Retype, exactly as they appear below, the lines between the line holding "Q: Indicate one point per instance of the green and" and the line holding "Target: beef strip", both ends included.

--- Data shown Enclosed Below ---

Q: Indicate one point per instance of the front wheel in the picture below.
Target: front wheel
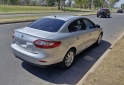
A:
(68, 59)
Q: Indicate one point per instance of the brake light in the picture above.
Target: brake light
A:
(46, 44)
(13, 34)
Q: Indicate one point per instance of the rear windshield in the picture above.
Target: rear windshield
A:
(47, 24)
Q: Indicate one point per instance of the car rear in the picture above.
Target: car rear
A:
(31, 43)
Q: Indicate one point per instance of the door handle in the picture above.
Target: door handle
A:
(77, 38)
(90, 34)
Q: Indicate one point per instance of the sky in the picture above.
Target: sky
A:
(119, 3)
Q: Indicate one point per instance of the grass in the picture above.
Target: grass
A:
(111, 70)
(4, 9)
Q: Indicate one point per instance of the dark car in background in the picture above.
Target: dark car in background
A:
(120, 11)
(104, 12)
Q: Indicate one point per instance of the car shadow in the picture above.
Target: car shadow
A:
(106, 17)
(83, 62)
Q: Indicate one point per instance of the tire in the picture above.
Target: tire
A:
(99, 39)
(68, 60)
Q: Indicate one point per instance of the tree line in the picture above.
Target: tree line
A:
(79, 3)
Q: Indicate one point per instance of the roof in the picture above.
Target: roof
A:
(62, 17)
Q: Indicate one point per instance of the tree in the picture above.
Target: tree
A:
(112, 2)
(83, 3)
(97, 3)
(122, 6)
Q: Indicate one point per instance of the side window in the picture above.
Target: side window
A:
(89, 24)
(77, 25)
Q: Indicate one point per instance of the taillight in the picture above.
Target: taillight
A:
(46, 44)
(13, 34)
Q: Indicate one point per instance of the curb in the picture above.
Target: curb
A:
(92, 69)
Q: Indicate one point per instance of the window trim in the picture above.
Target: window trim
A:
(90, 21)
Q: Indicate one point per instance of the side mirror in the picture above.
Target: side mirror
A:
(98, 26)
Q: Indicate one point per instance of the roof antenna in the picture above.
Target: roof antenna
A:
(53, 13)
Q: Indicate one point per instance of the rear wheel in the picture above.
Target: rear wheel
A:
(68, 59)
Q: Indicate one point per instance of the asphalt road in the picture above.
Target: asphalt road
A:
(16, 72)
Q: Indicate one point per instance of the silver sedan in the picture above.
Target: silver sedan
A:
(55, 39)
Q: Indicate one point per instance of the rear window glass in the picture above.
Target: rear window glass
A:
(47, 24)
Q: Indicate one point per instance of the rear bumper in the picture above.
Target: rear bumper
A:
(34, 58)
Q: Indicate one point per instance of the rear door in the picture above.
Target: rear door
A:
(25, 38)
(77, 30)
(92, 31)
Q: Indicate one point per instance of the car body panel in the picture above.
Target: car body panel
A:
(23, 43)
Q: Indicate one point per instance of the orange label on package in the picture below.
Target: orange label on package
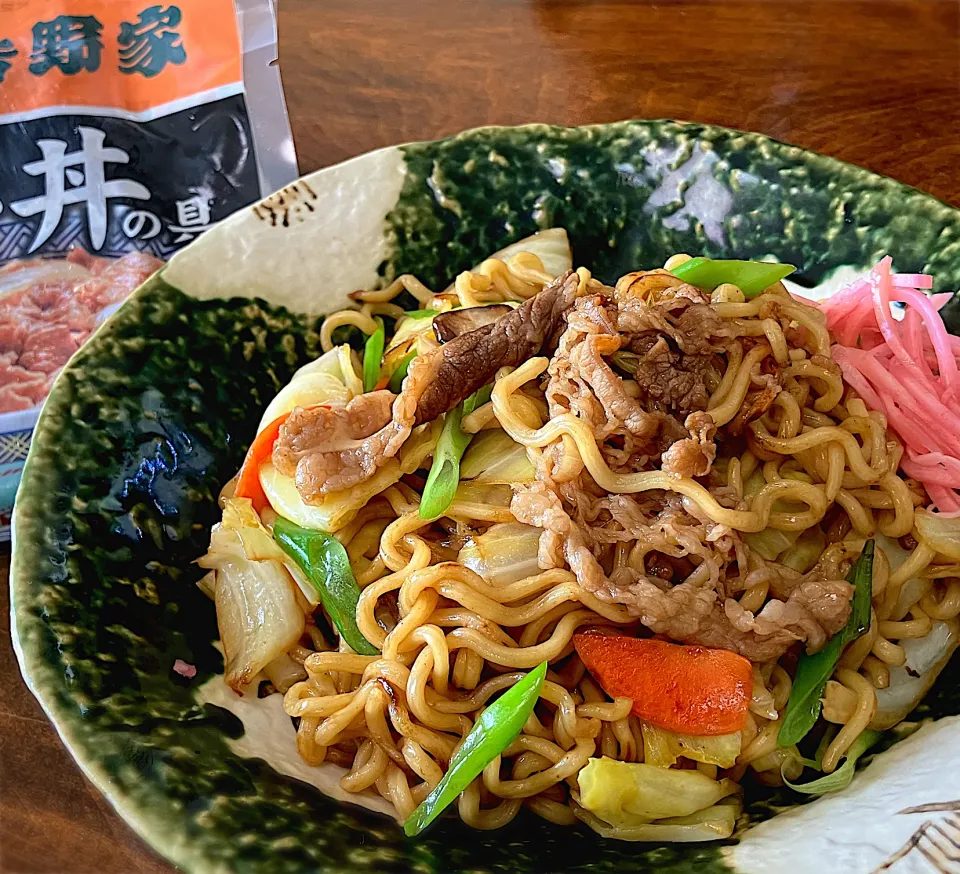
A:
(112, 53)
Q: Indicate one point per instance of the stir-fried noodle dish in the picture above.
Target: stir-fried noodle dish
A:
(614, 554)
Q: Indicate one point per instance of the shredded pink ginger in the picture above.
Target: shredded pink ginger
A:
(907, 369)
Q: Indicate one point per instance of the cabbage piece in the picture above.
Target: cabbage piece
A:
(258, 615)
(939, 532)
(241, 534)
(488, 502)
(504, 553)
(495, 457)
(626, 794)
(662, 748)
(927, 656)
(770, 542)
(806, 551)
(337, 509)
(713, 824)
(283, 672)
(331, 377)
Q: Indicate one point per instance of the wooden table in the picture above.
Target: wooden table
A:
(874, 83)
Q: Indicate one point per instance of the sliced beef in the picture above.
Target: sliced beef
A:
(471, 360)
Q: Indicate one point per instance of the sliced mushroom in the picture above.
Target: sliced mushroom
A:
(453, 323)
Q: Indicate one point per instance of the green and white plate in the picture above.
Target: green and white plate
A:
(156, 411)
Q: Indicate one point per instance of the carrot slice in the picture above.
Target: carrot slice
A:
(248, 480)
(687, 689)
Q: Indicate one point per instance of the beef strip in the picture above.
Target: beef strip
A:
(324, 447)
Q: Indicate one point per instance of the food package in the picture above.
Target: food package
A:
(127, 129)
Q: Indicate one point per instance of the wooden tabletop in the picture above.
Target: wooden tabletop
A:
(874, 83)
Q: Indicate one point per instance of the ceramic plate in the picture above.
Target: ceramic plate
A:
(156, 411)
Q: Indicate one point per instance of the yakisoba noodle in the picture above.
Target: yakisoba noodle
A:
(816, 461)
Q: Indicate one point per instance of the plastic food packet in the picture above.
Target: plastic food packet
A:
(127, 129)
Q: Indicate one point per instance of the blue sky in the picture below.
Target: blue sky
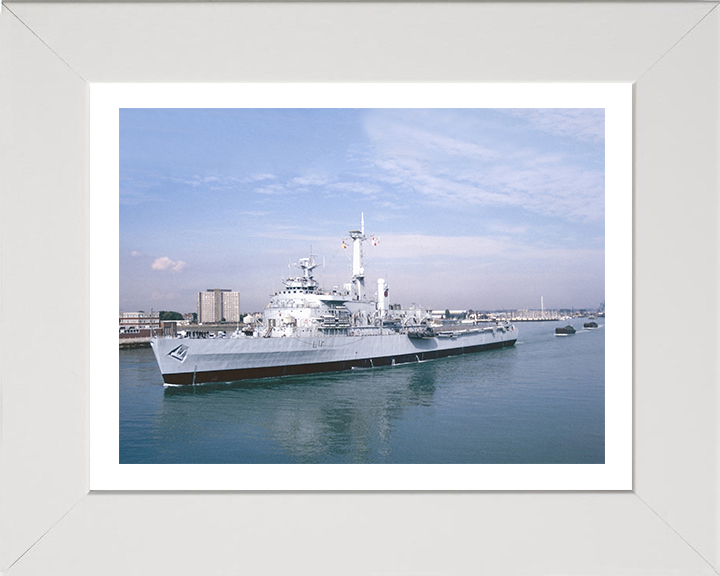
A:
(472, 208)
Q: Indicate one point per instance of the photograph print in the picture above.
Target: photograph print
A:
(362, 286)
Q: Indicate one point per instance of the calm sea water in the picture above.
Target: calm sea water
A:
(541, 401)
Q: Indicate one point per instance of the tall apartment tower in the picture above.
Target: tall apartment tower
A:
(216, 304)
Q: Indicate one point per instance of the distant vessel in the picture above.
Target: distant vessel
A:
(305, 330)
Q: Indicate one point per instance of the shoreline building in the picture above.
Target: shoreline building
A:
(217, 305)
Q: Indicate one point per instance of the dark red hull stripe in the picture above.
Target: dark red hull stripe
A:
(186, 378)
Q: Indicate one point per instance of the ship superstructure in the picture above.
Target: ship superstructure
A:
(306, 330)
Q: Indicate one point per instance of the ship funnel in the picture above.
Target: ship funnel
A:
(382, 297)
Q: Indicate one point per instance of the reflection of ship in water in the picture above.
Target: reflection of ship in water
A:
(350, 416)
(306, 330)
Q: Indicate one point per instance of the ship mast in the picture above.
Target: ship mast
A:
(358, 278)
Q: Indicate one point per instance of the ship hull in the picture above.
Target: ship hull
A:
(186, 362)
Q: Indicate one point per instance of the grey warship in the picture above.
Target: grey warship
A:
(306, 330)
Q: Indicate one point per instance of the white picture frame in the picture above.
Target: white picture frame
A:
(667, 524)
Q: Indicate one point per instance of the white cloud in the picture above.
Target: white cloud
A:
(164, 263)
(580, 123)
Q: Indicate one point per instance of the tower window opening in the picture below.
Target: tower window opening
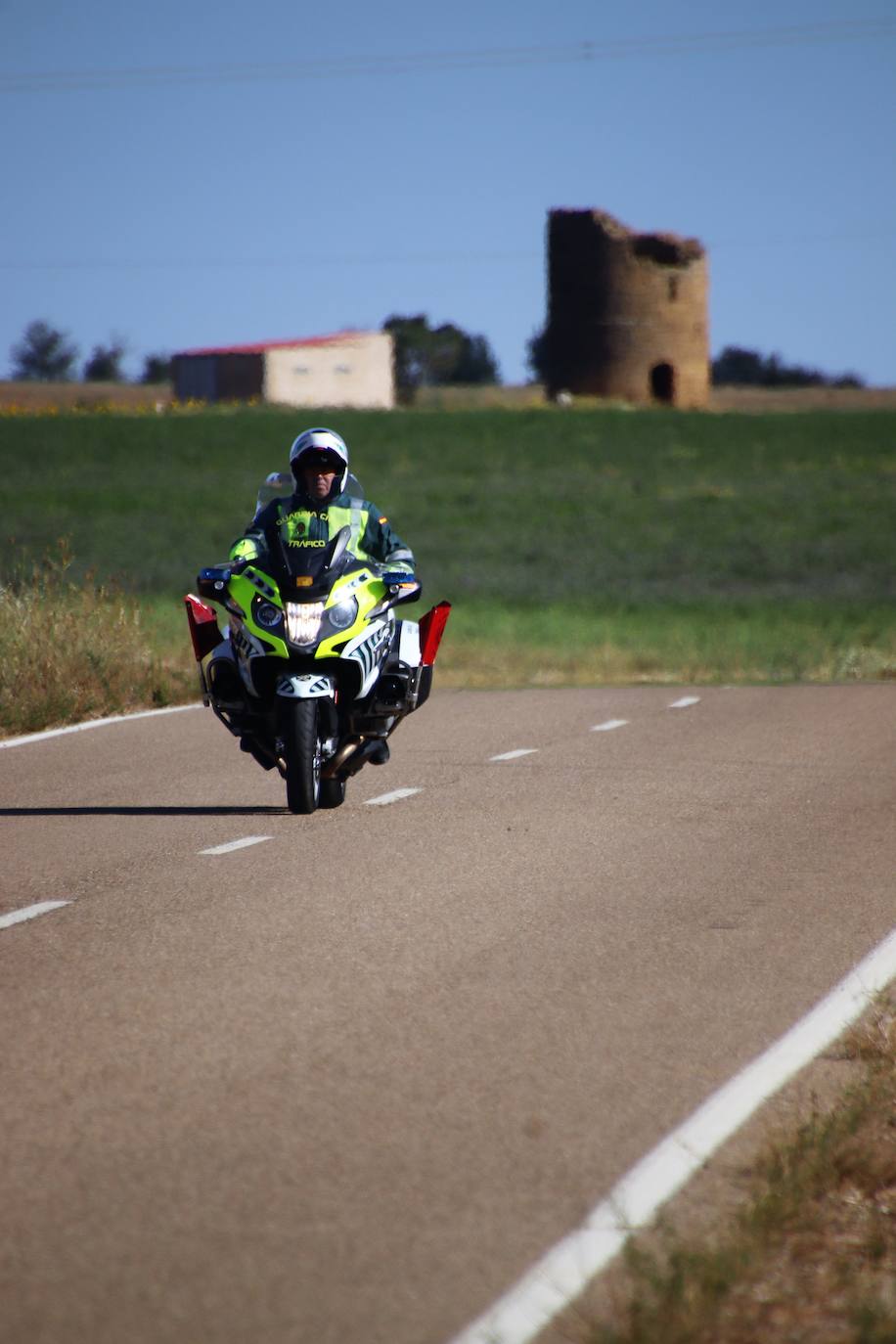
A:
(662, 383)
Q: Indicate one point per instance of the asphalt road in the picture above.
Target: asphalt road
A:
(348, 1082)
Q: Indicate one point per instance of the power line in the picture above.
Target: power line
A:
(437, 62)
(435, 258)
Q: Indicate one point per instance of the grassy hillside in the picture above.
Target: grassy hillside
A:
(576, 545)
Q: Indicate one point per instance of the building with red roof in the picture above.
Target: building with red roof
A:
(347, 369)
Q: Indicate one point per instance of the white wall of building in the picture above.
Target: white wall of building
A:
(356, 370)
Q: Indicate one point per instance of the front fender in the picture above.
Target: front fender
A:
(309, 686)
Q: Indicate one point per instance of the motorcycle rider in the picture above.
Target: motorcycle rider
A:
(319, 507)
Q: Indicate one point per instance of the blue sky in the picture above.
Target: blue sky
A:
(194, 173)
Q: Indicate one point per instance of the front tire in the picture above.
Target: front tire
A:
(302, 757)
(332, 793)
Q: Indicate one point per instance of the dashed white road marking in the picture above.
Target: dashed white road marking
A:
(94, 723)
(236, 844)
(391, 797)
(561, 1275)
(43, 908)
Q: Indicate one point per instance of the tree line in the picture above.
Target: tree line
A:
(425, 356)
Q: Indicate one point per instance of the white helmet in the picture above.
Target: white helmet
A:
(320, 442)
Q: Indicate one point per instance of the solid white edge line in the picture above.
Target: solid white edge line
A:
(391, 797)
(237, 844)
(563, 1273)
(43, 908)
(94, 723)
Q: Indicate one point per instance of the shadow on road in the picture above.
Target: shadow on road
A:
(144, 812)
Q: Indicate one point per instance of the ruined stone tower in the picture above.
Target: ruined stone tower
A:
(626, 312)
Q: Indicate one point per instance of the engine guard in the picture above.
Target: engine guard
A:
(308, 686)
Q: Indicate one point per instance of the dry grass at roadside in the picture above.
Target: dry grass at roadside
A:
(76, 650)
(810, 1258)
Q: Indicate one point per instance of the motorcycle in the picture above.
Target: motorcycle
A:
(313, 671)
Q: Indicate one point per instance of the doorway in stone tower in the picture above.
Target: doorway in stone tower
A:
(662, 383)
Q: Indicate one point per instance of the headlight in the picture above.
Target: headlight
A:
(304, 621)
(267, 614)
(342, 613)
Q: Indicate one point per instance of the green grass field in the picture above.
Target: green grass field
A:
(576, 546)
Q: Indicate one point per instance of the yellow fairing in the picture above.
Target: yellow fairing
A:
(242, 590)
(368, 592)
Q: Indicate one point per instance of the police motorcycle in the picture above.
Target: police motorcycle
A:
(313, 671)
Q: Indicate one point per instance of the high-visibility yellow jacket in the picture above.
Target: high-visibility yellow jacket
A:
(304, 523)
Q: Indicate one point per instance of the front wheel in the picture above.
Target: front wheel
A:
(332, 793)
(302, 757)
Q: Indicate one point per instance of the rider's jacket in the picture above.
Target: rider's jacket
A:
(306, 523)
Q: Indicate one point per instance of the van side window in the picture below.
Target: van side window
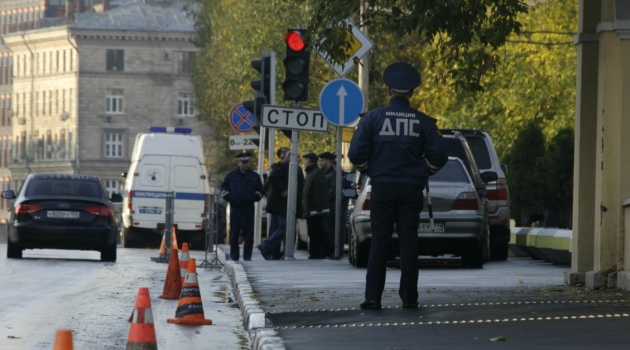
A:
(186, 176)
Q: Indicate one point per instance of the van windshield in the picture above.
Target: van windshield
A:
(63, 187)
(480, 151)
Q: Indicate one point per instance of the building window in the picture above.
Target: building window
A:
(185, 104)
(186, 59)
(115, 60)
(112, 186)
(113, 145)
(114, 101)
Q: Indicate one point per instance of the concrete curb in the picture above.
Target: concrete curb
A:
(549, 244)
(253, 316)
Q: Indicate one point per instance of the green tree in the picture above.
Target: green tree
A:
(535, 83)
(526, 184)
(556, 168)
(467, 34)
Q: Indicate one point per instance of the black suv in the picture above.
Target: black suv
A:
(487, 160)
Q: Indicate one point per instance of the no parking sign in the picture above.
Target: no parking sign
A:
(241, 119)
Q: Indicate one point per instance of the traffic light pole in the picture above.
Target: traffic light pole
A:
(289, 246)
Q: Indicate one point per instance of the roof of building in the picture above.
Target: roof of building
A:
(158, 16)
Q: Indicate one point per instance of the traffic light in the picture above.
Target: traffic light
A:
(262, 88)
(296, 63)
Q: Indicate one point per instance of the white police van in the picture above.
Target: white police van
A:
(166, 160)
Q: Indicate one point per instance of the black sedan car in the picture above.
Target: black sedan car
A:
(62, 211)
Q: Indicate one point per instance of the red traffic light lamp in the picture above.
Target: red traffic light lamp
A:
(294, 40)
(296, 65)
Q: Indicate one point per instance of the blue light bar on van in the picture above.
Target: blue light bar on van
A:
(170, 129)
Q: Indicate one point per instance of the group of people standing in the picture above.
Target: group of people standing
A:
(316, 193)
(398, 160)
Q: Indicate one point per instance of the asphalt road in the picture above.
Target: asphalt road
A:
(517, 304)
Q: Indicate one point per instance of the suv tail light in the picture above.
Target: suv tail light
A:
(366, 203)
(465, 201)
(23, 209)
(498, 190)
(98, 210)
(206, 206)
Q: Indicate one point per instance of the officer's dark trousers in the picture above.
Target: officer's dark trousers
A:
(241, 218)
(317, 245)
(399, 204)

--- End of Enclosed Data shown ---

## Written answer
Q: Indicate one point per instance of the green and white plate in the picture above.
Target: green and white plate
A:
(156, 411)
Q: Indicate one point per instance of the carrot slice in the picture above.
Target: carrot slice
A:
(248, 480)
(687, 689)
Q: Indicate one point per instance of the beef strip in the picture above.
Target: beef strip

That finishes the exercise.